▸ What is expected
Nothing but the records themselves, exactly as written, should appear in the reply; leave out the pictures.

▸ Supplied material
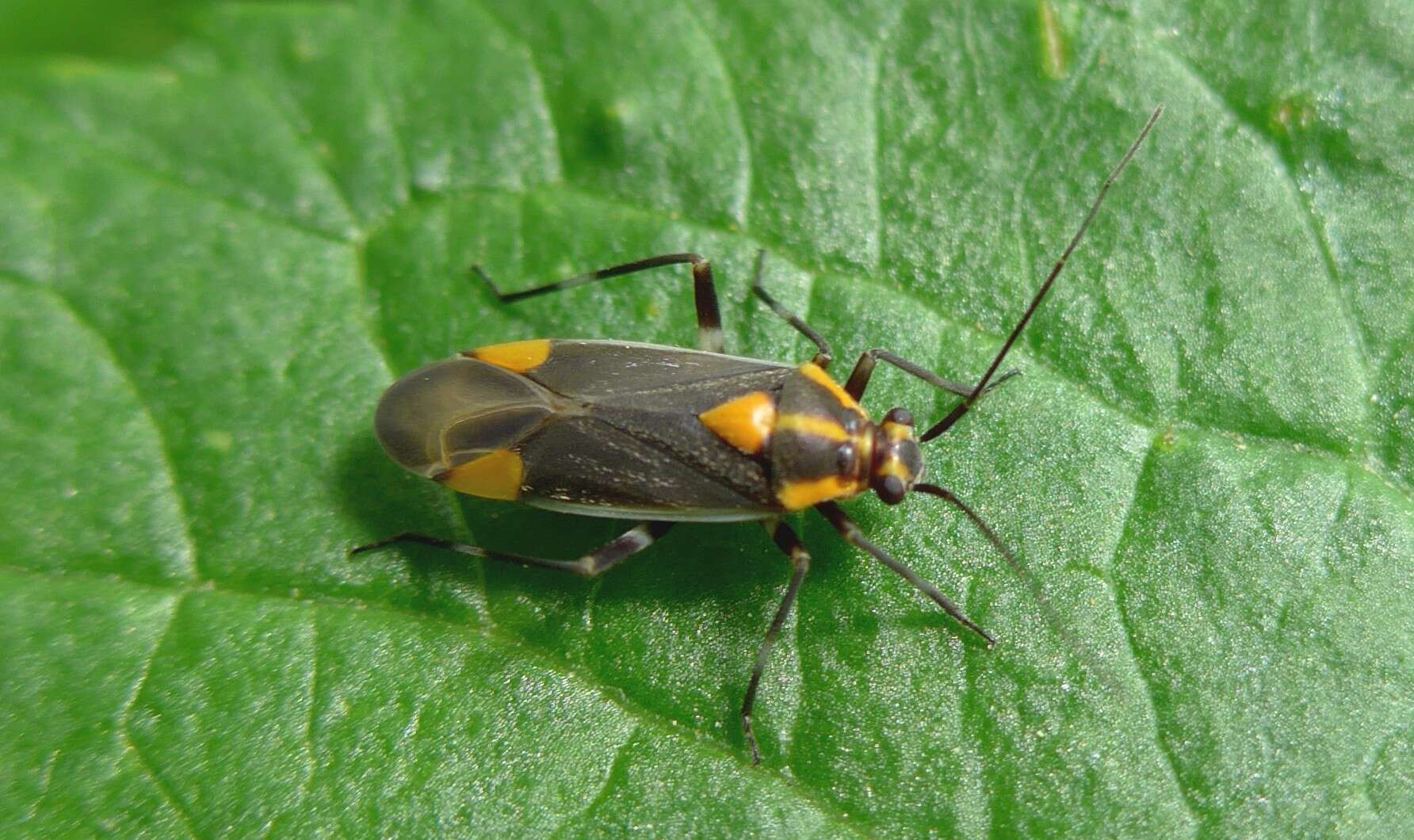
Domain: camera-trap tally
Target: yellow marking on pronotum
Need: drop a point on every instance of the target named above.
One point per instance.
(819, 376)
(811, 425)
(744, 422)
(515, 355)
(494, 475)
(894, 465)
(795, 495)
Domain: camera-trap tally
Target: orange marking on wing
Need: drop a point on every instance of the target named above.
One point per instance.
(744, 422)
(494, 475)
(514, 355)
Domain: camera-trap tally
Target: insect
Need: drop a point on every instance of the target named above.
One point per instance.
(667, 434)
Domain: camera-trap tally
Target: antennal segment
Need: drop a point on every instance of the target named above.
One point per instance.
(1035, 301)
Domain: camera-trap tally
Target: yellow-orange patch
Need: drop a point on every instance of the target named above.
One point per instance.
(793, 495)
(494, 475)
(818, 375)
(515, 355)
(811, 425)
(744, 422)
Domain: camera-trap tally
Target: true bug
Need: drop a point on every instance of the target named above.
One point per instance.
(669, 434)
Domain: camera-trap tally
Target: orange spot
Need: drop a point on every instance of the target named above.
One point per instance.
(744, 422)
(894, 465)
(793, 495)
(494, 475)
(819, 376)
(515, 355)
(811, 425)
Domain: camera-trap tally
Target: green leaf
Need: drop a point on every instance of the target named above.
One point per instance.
(214, 259)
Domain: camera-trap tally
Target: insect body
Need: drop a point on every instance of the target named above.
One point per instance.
(667, 434)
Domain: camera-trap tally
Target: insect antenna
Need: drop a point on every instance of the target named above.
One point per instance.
(942, 492)
(1035, 301)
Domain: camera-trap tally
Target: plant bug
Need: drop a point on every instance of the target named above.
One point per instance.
(669, 434)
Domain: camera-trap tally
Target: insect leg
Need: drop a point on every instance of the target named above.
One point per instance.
(610, 553)
(801, 562)
(864, 368)
(822, 355)
(1041, 293)
(854, 536)
(705, 292)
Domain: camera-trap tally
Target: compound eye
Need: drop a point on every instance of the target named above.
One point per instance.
(891, 490)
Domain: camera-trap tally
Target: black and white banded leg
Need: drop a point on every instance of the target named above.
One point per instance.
(854, 536)
(822, 357)
(799, 563)
(606, 556)
(705, 292)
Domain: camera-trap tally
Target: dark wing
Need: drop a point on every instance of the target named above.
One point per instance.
(651, 376)
(648, 454)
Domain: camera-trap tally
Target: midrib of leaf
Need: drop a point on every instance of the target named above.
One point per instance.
(485, 631)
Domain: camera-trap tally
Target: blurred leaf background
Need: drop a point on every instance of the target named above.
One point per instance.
(225, 227)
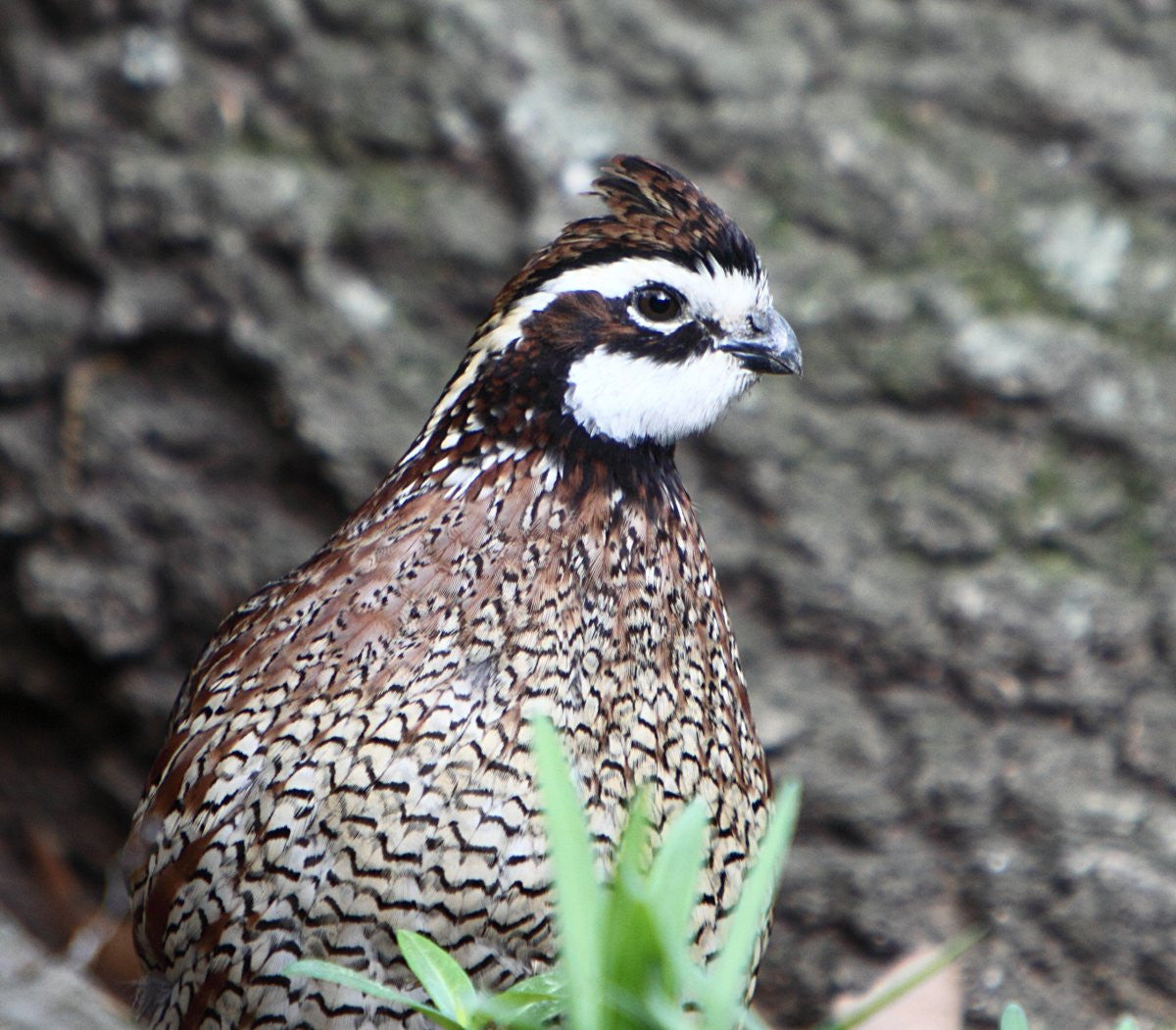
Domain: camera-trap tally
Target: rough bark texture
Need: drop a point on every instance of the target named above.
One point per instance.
(242, 246)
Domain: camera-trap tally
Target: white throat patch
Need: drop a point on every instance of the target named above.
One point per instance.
(630, 399)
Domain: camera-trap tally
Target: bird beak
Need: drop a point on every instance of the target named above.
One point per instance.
(768, 347)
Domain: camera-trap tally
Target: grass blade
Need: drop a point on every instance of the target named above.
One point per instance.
(728, 971)
(579, 902)
(530, 1004)
(944, 957)
(445, 982)
(1014, 1018)
(318, 969)
(674, 886)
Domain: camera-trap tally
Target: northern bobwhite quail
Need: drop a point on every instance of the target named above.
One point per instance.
(348, 757)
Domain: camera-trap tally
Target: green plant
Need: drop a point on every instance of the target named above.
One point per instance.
(1014, 1018)
(626, 960)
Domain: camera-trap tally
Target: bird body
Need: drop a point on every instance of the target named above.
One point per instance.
(350, 755)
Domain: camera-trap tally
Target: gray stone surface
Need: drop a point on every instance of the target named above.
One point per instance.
(242, 245)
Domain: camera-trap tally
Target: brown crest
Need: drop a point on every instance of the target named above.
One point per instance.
(654, 212)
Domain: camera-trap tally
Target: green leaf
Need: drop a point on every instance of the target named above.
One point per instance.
(579, 902)
(1014, 1018)
(529, 1004)
(318, 969)
(945, 956)
(728, 972)
(674, 886)
(445, 982)
(634, 952)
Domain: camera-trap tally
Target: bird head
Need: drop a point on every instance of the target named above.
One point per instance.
(633, 327)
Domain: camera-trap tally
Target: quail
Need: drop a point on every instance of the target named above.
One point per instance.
(350, 754)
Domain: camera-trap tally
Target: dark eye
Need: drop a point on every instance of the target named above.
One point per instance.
(658, 304)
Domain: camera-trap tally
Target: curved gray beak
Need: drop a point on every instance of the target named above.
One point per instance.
(768, 346)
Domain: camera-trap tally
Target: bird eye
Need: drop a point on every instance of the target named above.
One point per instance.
(658, 304)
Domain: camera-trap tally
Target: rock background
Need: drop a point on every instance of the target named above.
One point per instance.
(242, 243)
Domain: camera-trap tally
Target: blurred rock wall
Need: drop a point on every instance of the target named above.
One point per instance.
(242, 243)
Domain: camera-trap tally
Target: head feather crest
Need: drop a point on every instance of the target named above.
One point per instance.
(654, 212)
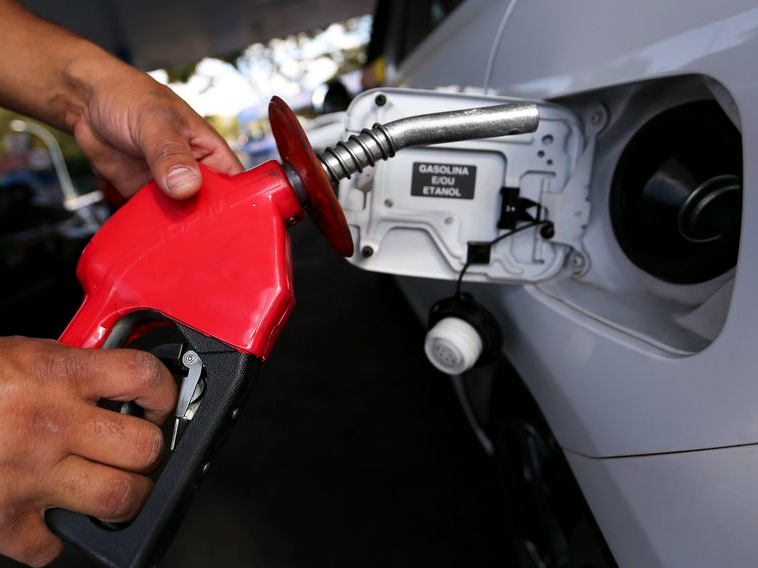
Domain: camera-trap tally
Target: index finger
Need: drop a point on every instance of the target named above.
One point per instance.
(129, 375)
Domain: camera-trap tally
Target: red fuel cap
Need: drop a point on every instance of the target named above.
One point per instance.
(295, 149)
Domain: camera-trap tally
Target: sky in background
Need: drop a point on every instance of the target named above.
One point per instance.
(285, 67)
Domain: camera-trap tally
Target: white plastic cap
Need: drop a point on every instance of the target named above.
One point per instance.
(453, 346)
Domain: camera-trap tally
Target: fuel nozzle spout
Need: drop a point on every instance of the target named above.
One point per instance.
(382, 141)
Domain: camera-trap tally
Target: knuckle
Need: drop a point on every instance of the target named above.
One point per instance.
(42, 555)
(118, 498)
(24, 542)
(148, 446)
(146, 370)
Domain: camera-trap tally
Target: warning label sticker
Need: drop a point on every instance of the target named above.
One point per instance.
(455, 181)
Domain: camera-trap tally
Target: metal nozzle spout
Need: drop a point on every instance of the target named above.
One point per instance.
(382, 141)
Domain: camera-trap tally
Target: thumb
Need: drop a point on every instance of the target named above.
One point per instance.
(171, 162)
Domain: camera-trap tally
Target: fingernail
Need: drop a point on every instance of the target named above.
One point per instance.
(182, 180)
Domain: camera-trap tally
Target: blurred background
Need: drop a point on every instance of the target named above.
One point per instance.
(353, 450)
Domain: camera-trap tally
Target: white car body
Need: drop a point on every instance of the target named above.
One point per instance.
(649, 386)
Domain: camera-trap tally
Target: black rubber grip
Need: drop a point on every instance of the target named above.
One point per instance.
(229, 378)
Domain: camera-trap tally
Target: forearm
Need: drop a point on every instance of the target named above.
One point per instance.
(46, 71)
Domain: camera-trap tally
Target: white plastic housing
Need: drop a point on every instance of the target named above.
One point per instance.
(418, 212)
(453, 346)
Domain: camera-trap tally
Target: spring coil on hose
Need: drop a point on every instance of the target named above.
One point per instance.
(357, 152)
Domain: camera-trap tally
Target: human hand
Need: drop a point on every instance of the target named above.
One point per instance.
(58, 449)
(134, 129)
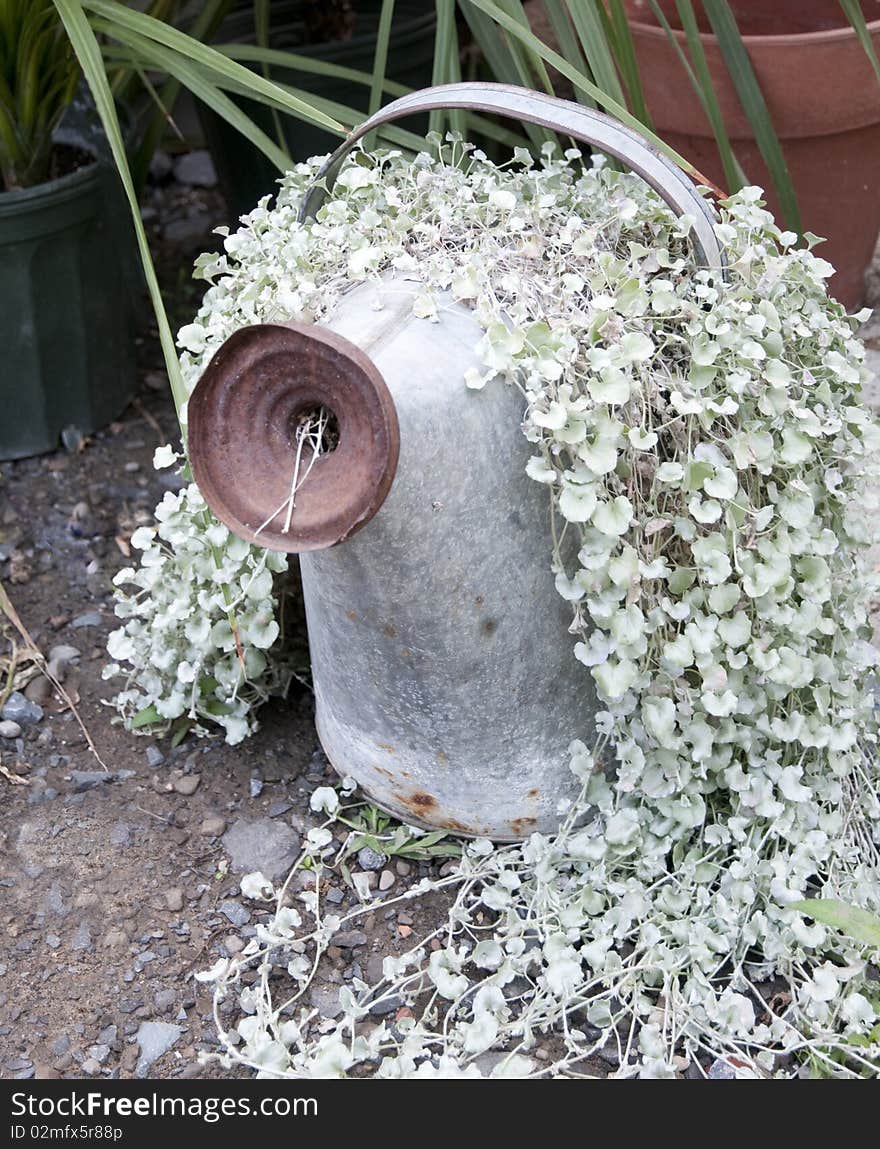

▸ Completed exercise
Domain: camera-trap tally
Target: yellow marking on pronotum
Need: drop a point on every instance of the target named above.
One point per instance.
(819, 376)
(811, 425)
(744, 422)
(515, 355)
(494, 475)
(894, 465)
(795, 495)
Domain: camera-trap tally
Target: orange marking on wing
Need: drop a point on every instance of the target named above.
One point per instance.
(744, 422)
(494, 475)
(514, 355)
Domain: camera-trap tally
Target: insect
Need: drop a point on every instance of the target named above.
One point per instance.
(667, 434)
Domain: camera-trap tally
Target: antennal segment
Need: drop a point on every instance of the target named above.
One point per instance.
(1035, 301)
Domain: camera-trap tally
Target: yellow-orange patch
Need: drop a point on every instance of the target named above.
One point per instance.
(793, 495)
(494, 475)
(818, 375)
(515, 355)
(811, 425)
(744, 422)
Domain: camera-trap tally
Target: true bug
Need: drop a point on every instance of the target named above.
One point per instance.
(669, 434)
Domain: camera-trap tally
Target: orange spot
Need: drop a point on every instance of the target named above.
One point per instance.
(744, 422)
(894, 465)
(793, 495)
(494, 475)
(819, 376)
(515, 355)
(811, 425)
Domain: camera-trap tally
Target: green leaf
Need: drop a point on every instance of the target named above.
One point per instance.
(214, 259)
Domain: camera-trap tally
Target: insect body
Need: drop a point on every instance of the target named above.
One point per instance.
(667, 434)
Domain: camera-trap tally
Target: insect antenna
Need: drop a point on every instance of the target named above.
One point per instance.
(942, 492)
(1035, 301)
Domain: camera-trap tally
Target: plant bug
Need: drop a point on every instance of the target named above.
One point per instance.
(669, 434)
Domain: camera-trap tally
Target: insect leg
Need: drop a point on every instance of the target named above.
One point per instance.
(610, 553)
(801, 562)
(864, 368)
(822, 355)
(1041, 293)
(854, 536)
(705, 292)
Domain: camera-trap tally
Target: compound eye
Need: drop a point on every instance of the target named above.
One point per instance.
(891, 490)
Domain: camera-trap tally
Target: black and white banded leg
Need: drop a point on every instance of the target named above.
One point per instance.
(854, 536)
(822, 357)
(799, 563)
(606, 556)
(705, 292)
Domain: camera-trap tally
Target: dark wing
Need: drop a point on every instance of the target named above.
One point per instance.
(651, 376)
(648, 454)
Domain: camera-trap tally
Target: midrib of leaf
Need: drop a point on every instance of the target named above.
One point per instance.
(485, 631)
Domain: camera-trap tally
Target: blurred leaf background
Need: drop a point on every instance of the target named above.
One point per instance.
(225, 227)
Domain: camera-trap tally
Target: rough bark texture
Need: drop a point on every instance of the target named above.
One point per instance.
(242, 246)
Domain: camera-trap tally
Target: white throat patch
Need: drop a point on every instance of the target named above.
One point per instance.
(630, 399)
Domain: camera-trap tally
Target: bird beak
Need: drop a point on every instance of the target named above.
One point per instance.
(768, 347)
Domain: camera-trap tally
Target: grass blade
Need: drop a point on every instance of the target named above.
One point per instance.
(728, 971)
(579, 902)
(530, 1004)
(944, 957)
(445, 982)
(1014, 1018)
(318, 969)
(674, 886)
Domain: camera-trap tally
Target: northern bobwhite quail
Need: drop a point on every instance of the target named above.
One point per instance.
(348, 757)
Domain: camera-trap tally
Target: green plant
Need: drop a point on every instance of the target named above.
One point per instance.
(1014, 1018)
(626, 960)
Domain: camera-trap tally
Target: bird body
Need: drop a point on every instance of the target named above.
One point per instance.
(350, 755)
Domain: camera-trap tally
Target: gray stone surface
Need: drop a point on every instance of the target named above.
One point per instance.
(242, 245)
Domain: camera-trap tally
Target: brown crest
Need: drop a point on every instance of the target named above.
One point per instance.
(654, 212)
Domain: camera-trap tally
Target: green leaf
Need: drop a point on every instance of the target named above.
One point per instance.
(579, 902)
(1014, 1018)
(529, 1004)
(318, 969)
(945, 956)
(728, 972)
(674, 886)
(445, 982)
(634, 952)
Domain: camera-trap tally
Target: bird head
Need: drop a point on every instance of the target named above.
One point per instance.
(633, 327)
Domain: camera-trap tally
Target: quail
Need: drop a point on every instance of the target named above.
One point per instance.
(350, 754)
Domain: camera-trap tally
Target: dark eye
Need: drop a point on every instance of the target named above.
One point per instance.
(658, 304)
Domain: camera-trap tally
Target: curved gray beak
Need: drop a point on every instance of the target named above.
One point per instance.
(768, 346)
Domain: camera-trap tally
Target: bird eye
Need: drop a point on every instance of the target named above.
One point per instance.
(658, 304)
Domain: camera-trap tally
Target: rock background
Need: drop a point on every instance of the target named above.
One point per instance.
(242, 243)
Domain: camera-trap tally
Target: blurred rock wall
Need: drop a point on every instance of the target named above.
One point per instance.
(242, 243)
Domain: camera-trap tally
Target: head feather crest
Need: drop a point on every instance of the target named above.
One point per instance.
(654, 212)
Domain: camera-trap tally
Target: index finger
Need: drop a point on every instance of the target named above.
One point per instance.
(129, 375)
Domain: camera-trap tally
Target: red fuel cap
Need: drop a point on every instance of the target named above.
One point per instance.
(295, 149)
Domain: camera-trap tally
Target: sky in background
Need: drop a point on every instance of the target named above.
One point per instance.
(285, 67)
Domain: camera-trap tally
Target: white plastic cap
Need: drop a point on every instance of the target named above.
One point per instance.
(453, 346)
Domain: camera-trap tally
Target: fuel nozzle spout
Need: drop a point on every instance of the target named above.
One point per instance.
(382, 141)
Domain: camera-trap tally
Target: knuckle
Need: drop a point on every instance of the target named above.
One point per instance.
(42, 555)
(118, 498)
(24, 542)
(148, 446)
(146, 370)
Domain: camera-trap tally
Target: warning label sticker
Need: drop a point on every instance of the target named above.
One point per instance.
(455, 181)
Domain: camera-trap tally
Target: metal nozzle spout
Need: drop a point on every instance of the target named above.
One point per instance.
(382, 141)
Domain: camera-trap tally
Target: thumb
Need: drop a point on every instance of the target named above.
One point per instance.
(171, 162)
Domain: camera-trap tally
Target: fingernail
Need: drop a point on every instance of the target named above.
One point per instance.
(182, 180)
Domain: camera-trap tally
Target: blurred background
Need: drop a point on every instance of the target named above.
One point per instance.
(353, 450)
Domain: camera-trap tally
Target: white car body
Need: drop a point on every instance of the target named above.
One point per instance.
(649, 386)
Domain: camera-trap tally
Target: black rubber grip
Need: drop a point on every instance of the target named above.
One point per instance.
(229, 378)
Domain: camera-trap tally
Target: forearm
Need: drop a point on every instance of the target named above.
One point per instance.
(46, 71)
Domain: camera-trap tally
Target: white plastic housing
Need: drop a point on every instance of the target named above.
One point per instance.
(418, 212)
(453, 346)
Domain: camera-trap tally
Target: spring coil on hose
Need: drop a point on every instance of the target named above.
One point per instance.
(357, 152)
Domain: camera-trap tally
Target: human hand
Need: drop a point on every instance of the target named above.
One point per instance.
(58, 449)
(134, 129)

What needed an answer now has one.